◆ RECORDS FOR THE EXERCISE ◆
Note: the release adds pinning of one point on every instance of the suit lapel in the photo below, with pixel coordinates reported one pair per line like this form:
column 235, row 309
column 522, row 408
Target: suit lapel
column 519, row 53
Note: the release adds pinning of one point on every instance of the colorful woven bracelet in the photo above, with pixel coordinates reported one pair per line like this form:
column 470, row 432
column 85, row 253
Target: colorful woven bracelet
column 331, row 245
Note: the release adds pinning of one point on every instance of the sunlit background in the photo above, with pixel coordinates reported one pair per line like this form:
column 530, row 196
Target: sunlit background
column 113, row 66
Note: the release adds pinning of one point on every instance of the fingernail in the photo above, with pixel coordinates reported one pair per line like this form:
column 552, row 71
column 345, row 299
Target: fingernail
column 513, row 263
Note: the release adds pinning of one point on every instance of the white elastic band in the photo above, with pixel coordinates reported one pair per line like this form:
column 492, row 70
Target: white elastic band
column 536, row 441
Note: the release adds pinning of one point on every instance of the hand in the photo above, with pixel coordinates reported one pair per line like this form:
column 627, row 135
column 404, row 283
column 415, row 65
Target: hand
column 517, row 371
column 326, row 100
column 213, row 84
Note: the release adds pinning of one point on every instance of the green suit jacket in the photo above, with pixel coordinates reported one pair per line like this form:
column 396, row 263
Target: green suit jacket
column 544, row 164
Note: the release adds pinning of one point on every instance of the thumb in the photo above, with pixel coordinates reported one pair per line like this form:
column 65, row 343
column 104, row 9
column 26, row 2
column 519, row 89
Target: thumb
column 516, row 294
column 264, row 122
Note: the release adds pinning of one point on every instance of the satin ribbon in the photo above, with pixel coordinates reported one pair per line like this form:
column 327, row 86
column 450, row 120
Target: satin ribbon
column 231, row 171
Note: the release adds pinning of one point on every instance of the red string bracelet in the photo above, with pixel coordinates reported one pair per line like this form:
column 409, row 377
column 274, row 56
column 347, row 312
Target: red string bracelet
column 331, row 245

◆ WORK REQUIRED ◆
Copy out every record above exactly as written.

◆ ANSWER BOX ◆
Note: the release adds pinning of one point on every instance of the suit lapel in the photo below, with pixel coordinates reported one pair per line like this form:
column 235, row 309
column 522, row 408
Target: suit lapel
column 519, row 53
Note: the release adds pinning of one point on every instance of the colorful woven bracelet in the photo above, with pixel coordinates reported one pair per line like this form:
column 470, row 432
column 85, row 253
Target: colorful woven bracelet
column 331, row 245
Note: the release adds pinning of one point on every instance of the sunlit background in the photo above, with pixel coordinates reported one pair per line like this form:
column 530, row 196
Target: sunlit background
column 113, row 66
Note: the release adds pinning of one point on every instance of the fingernail in the photo above, with pixel coordinates reported one pair per line like this form:
column 552, row 71
column 345, row 299
Target: fingernail
column 513, row 263
Note: the release adds pinning of one point on every instance of the white elastic band in the photo above, with pixel coordinates reported one pair per line like this form:
column 492, row 70
Target: white elastic band
column 536, row 441
Note: the release adds pinning of one point on every instance of the hand in the photo above, with pixel coordinates reported one pair per line like this form:
column 627, row 135
column 404, row 283
column 415, row 65
Target: hand
column 517, row 371
column 326, row 100
column 213, row 84
Note: the release adds pinning of one point on every instance of the green suit jacket in the photo above, with pixel coordinates reported one pair per line like this form:
column 396, row 263
Target: green suit jacket
column 544, row 164
Note: the release adds pinning of one point on every instance of the thumb in the photo above, with pixel coordinates reported one pair per line like this form:
column 65, row 343
column 104, row 9
column 26, row 2
column 519, row 89
Target: thumb
column 516, row 294
column 264, row 122
Note: the release adds pinning of one point on every instance of the satin ribbon in the photo above, with pixel coordinates reported one pair per line like this form:
column 327, row 86
column 450, row 120
Target: satin ribbon
column 231, row 171
Note: the release adds pinning of one point on every instance of the red string bracelet in the photo above, with pixel coordinates reported one pair per line like this form:
column 409, row 377
column 274, row 56
column 347, row 312
Target: red string bracelet
column 331, row 245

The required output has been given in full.